--- Given entries ---
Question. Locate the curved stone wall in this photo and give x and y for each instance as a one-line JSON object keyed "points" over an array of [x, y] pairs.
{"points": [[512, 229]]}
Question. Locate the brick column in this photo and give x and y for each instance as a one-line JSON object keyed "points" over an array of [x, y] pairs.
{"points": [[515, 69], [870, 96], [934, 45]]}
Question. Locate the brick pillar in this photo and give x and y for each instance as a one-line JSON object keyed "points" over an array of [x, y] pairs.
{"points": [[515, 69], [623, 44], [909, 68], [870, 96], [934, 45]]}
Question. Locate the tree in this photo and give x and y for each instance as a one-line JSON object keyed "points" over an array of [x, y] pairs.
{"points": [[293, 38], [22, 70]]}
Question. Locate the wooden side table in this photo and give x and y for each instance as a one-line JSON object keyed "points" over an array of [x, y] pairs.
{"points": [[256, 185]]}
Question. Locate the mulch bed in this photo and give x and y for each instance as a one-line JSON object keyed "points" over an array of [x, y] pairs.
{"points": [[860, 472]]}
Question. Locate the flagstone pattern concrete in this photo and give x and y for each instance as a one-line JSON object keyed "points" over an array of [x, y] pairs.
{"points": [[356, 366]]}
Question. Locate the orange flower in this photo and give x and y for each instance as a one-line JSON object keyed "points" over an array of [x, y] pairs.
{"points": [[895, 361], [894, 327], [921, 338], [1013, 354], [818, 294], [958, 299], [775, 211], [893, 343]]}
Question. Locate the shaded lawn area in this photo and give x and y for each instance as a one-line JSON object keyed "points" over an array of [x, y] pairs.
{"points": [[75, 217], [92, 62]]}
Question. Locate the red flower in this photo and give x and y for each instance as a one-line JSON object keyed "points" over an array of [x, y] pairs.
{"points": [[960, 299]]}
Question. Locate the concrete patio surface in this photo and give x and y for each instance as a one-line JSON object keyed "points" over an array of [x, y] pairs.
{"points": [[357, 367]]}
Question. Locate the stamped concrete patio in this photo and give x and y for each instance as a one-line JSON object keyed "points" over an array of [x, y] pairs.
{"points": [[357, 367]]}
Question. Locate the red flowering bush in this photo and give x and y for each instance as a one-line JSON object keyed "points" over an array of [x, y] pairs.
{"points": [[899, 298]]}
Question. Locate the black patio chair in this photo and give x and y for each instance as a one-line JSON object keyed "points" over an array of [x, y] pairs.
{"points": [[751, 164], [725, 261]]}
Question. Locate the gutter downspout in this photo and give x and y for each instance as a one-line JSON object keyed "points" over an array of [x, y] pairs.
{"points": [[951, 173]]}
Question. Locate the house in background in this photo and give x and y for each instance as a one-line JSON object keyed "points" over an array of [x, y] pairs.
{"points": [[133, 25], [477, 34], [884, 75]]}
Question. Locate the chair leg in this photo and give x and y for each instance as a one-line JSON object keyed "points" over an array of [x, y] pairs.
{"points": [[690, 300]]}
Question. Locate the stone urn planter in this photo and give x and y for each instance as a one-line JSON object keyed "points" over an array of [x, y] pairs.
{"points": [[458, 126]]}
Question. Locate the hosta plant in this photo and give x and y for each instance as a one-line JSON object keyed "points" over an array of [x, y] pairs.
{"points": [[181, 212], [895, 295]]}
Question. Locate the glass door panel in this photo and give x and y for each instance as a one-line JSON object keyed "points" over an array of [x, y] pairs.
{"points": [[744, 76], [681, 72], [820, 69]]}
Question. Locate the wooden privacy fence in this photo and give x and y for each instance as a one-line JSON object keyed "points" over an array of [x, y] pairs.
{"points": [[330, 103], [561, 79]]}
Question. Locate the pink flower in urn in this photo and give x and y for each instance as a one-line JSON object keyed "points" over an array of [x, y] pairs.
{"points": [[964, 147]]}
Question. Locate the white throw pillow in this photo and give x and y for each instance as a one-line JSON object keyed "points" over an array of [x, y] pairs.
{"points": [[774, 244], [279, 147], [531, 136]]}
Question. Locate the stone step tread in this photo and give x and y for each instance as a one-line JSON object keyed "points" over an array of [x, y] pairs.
---
_Exercise details:_
Reproduce verbatim the lines of the records beginning with the line that contains "Question. Locate the white" and continuing through the final line of the records, both included.

_Complete response:_
Question. Locate the white throw pillow in this photo and give x and y for each instance as a one-line JSON object keyed "points" over an array of [x, y] pairs.
{"points": [[774, 244], [279, 147], [531, 136]]}
Question. Locate the stone step tread in this photo and give x and y for each instance as a one-line JSON object keyed "points" over an array of [x, y] pairs.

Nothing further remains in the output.